= Required action =
Each record must be printed again exactly as it appears.

--- Material provided ---

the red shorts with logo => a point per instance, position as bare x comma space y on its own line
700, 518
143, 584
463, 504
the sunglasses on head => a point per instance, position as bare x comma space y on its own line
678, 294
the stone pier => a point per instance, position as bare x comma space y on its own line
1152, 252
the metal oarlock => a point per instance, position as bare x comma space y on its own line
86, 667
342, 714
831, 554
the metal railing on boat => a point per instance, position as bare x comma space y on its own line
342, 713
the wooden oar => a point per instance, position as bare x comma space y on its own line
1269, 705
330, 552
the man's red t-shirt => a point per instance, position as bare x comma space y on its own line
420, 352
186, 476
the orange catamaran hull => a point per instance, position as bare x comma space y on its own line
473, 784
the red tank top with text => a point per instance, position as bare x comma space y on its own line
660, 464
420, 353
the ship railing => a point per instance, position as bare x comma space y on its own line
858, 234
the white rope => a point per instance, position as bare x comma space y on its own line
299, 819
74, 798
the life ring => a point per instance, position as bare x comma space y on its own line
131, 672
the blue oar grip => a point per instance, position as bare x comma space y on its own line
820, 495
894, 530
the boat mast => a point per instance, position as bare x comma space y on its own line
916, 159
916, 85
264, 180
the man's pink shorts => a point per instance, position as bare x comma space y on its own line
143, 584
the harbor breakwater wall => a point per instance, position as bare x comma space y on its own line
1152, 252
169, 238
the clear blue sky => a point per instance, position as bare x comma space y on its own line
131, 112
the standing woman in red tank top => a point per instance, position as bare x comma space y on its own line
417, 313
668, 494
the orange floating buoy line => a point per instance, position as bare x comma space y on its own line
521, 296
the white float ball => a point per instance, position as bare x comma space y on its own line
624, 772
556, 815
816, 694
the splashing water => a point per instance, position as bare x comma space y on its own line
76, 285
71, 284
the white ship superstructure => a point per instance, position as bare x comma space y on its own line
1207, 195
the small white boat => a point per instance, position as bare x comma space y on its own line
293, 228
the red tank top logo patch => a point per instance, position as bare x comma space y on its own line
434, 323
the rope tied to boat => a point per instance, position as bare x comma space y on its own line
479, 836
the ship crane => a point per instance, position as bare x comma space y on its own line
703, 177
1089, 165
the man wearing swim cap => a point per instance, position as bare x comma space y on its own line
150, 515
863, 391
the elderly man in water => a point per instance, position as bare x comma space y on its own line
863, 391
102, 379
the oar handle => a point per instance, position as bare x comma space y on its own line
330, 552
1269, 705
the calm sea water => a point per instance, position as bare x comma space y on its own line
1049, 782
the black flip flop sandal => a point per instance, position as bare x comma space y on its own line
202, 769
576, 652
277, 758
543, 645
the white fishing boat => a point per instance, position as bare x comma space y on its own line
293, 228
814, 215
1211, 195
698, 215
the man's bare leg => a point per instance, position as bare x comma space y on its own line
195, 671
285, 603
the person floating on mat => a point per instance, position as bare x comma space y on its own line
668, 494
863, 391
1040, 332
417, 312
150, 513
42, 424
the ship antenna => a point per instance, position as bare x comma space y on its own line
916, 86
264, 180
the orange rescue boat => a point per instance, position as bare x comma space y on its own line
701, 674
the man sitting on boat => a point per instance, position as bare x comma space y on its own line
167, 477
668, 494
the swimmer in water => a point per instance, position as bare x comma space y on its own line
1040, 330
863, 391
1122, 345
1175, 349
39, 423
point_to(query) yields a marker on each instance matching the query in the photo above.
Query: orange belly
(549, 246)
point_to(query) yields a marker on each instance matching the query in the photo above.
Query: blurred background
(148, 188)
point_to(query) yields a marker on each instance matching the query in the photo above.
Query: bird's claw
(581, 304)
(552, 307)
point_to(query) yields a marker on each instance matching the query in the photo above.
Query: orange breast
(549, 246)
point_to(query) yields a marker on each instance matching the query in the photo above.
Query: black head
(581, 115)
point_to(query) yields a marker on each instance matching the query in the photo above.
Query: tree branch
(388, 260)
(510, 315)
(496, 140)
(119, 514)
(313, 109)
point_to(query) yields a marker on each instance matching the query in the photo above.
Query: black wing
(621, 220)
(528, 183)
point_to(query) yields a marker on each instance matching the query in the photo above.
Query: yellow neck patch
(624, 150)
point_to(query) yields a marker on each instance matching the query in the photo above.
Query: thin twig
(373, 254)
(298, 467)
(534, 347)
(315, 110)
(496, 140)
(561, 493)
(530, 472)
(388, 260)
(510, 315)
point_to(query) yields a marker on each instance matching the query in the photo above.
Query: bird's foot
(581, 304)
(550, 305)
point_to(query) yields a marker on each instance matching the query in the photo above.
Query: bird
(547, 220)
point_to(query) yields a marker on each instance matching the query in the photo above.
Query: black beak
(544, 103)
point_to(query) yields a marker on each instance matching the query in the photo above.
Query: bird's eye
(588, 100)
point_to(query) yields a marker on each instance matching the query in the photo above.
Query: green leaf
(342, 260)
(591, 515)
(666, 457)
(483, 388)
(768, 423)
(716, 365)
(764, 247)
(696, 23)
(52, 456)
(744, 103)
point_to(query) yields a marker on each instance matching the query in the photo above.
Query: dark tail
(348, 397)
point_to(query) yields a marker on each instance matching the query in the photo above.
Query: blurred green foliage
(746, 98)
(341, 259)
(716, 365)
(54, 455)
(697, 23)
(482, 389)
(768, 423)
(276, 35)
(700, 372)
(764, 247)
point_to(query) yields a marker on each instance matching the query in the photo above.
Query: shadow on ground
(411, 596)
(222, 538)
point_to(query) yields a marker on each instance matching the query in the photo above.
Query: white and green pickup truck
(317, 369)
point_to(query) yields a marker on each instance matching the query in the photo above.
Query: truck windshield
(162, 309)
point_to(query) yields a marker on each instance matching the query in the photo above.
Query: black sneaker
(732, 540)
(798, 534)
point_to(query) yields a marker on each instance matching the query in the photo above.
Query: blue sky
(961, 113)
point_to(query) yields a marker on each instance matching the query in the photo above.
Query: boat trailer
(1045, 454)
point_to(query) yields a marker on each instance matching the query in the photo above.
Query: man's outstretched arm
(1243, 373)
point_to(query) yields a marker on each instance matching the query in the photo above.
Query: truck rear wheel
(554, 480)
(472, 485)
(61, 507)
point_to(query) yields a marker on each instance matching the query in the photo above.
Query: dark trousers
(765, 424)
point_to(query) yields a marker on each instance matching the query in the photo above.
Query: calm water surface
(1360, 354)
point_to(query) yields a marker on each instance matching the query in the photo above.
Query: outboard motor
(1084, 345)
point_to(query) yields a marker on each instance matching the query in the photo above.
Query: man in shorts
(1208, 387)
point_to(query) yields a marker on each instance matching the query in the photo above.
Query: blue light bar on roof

---

= Result below =
the red shorts with logo => a point per instance, position as bare x comma space y on its own line
700, 518
143, 584
463, 504
the sunglasses on head => a point per instance, position as bare x comma space y on its own line
678, 294
the stone pier => a point per instance, position as bare x comma space y on its own line
1152, 252
the metal oarlock => a point per instance, position as bare x comma space y on its own line
86, 667
342, 714
831, 554
the metal railing on boat => a point per instance, position as bare x comma space y on its own line
342, 713
the wooden oar => a point per instance, position as bare x comma space y on its own line
1269, 705
330, 552
the man's red t-shirt => a point per instance, position as bare x comma space y on its own line
420, 352
186, 476
the orange catamaran hull => a point per instance, position as bare x comma space y on its own line
473, 784
the red tank top with text => a point per instance, position as bare x comma space y on its own line
660, 464
420, 353
the ship railing => a point per instance, position as bare x comma space y on its own line
858, 234
the white rope => a point per instance, position as bare x comma space y on its own line
299, 819
74, 798
the life ring => a point per instance, position as bare x comma space y on its own line
131, 672
the blue oar grip => a point per instance, position as bare x comma space y on its own line
820, 495
894, 530
the boat mast => a point per instance, position as bare x comma space y on its own line
916, 159
916, 85
264, 180
the man's pink shorts => a point per instance, position as bare x comma space y on its own line
143, 584
the harbor breakwater wall => a point per instance, position as bare x comma space y on its own line
1152, 252
169, 238
the clear blue sky => a point per instance, position as bare x comma space y on its own line
131, 112
the standing woman in red tank top => a point per instance, position as bare x comma space y on its own line
417, 313
668, 494
the orange floating buoy line => a point per instance, position as bare x comma space y on its own line
521, 296
the white float ball => a point per instance, position as bare x comma space y on its own line
624, 772
556, 815
816, 694
the splashing water => a point per instance, position as bare x comma space y on its own line
76, 285
71, 284
the white ship superstructure => a point per instance, position as bare x comma space y on its own line
1207, 195
the small white boat => a point per instance, position as bare x comma space y on its own line
293, 228
the red tank top logo patch => a point per instance, position as bare x comma space y on its own line
434, 323
the rope tied to boat => a point per instance, position as bare x comma space y on its own line
479, 836
the ship crane => a point per instance, position as bare x comma space y on its own line
703, 177
1089, 165
the man wearing swim cap => a point per instance, position as bare x comma space y on its own line
150, 515
863, 391
the elderly man in water => a point per instance, position as bare x comma space y on its own line
863, 391
102, 379
the oar handle => a point per instance, position as bare x comma space y on its own line
330, 552
1269, 705
the calm sea water => a point per instance, position as bare x comma space y on its own line
1049, 782
the black flip flop sandal => a point per instance, position as bare x comma space y on its own line
202, 769
576, 652
277, 758
543, 645
the white fishing boat => a point per instance, position as bare x comma space y on its own line
293, 228
814, 215
1211, 195
698, 215
the man's bare leg => a point per instance, position as bare x comma space y on its own line
195, 671
285, 603
the person floating on mat => a point per instance, position as bare x comma space y on its own line
668, 494
863, 391
1040, 332
417, 312
150, 513
42, 424
the ship antenna => a point per instance, position as bare x comma space y on its own line
916, 86
264, 180
the orange rescue boat => a point per instance, position as bare x comma space y on its own line
701, 674
the man sitting on boat => a point per instance, position as bare x comma space y on its own line
167, 477
668, 494
the swimmer in water => a point per instance, position as bare x comma space y on its own line
1040, 330
863, 391
1122, 345
1175, 349
39, 423
point_to(query) yields a marker on each instance matching the query in the photo above.
Query: orange belly
(549, 246)
point_to(query) yields a marker on each instance matching the query in the photo above.
Query: blurred background
(148, 188)
point_to(query) yields a marker on each instance matching the query in the photo above.
Query: bird's claw
(581, 304)
(552, 307)
point_to(query) yields a marker on each instance matching the query in the photo above.
Query: orange breast
(549, 246)
point_to(query) yields a marker on each instance matching the query in the photo above.
Query: black head
(581, 115)
point_to(query) yields a marker on each instance matching the query in the photo above.
Query: tree branch
(388, 260)
(510, 315)
(496, 140)
(119, 514)
(313, 109)
point_to(query) yields a marker on each instance matching the query in the photo above.
Query: black wing
(621, 220)
(528, 183)
point_to(query) yields a marker on each instance matching the query in the photo above.
Query: yellow neck patch
(624, 150)
point_to(query) yields a marker on each instance matching the query in the photo above.
Query: thin twig
(373, 254)
(298, 467)
(534, 347)
(315, 110)
(496, 140)
(561, 493)
(530, 472)
(388, 260)
(510, 315)
point_to(query) yields a marker on each instance matching the query in the photo above.
Query: bird's foot
(581, 304)
(550, 305)
point_to(query) yields a marker on each instance matching the query in the photo above.
Query: bird
(547, 220)
point_to(query) yields a marker on each instance matching the query in the photo above.
Query: black beak
(544, 103)
point_to(query) yields a marker on each instance matching the query in the photo above.
Query: bird's eye
(588, 100)
point_to(query) yields a marker on each instance matching the query in the photo above.
Query: green leaf
(342, 260)
(591, 515)
(666, 457)
(483, 388)
(768, 423)
(716, 365)
(764, 247)
(696, 23)
(52, 456)
(744, 103)
point_to(query) yields a marker on each instance matching the query in the photo above.
Query: dark tail
(348, 397)
point_to(query) yields a marker on each instance matching the query in the photo above.
Query: blurred green foliage
(746, 98)
(341, 259)
(716, 365)
(54, 455)
(697, 23)
(482, 389)
(768, 423)
(276, 35)
(700, 372)
(764, 247)
point_to(query) yields a marker on each instance matching the query in the photo above.
Query: shadow on ground
(411, 596)
(222, 538)
point_to(query) yields a marker on each instance matching the query in the photo above.
Query: white and green pickup truck
(317, 369)
point_to(query) yields a marker on each instance matching the query in the photo above.
Query: truck windshield
(162, 309)
point_to(query) yields a marker on each instance matching the query in the photo above.
Query: black sneaker
(732, 540)
(798, 534)
point_to(query) yields a marker on each instance matching the query in the photo above.
Query: blue sky
(961, 113)
point_to(query) yields a marker on each instance matching the query in the photo above.
Query: boat trailer
(1045, 454)
point_to(query) yields a marker on each instance matching the query in the photo above.
Query: man's outstretched arm
(1243, 373)
point_to(query) yields a marker on each instance matching the query in the photo above.
Query: truck rear wheel
(554, 480)
(472, 485)
(61, 507)
point_to(query) yields a marker on each instance matching the query in the photo above.
Query: dark trousers
(765, 424)
point_to(query) yields a marker on each instance matching the query in the photo above.
Query: calm water surface
(1360, 354)
point_to(query) yields a marker on each instance matching the query in the photo above.
Query: outboard motor
(1084, 345)
point_to(query) yields a marker on each instance matching the query in the photo above.
Query: man in shorts
(1208, 387)
point_to(query) yields a marker on each instance matching the query in the photo above.
Query: blue light bar on roof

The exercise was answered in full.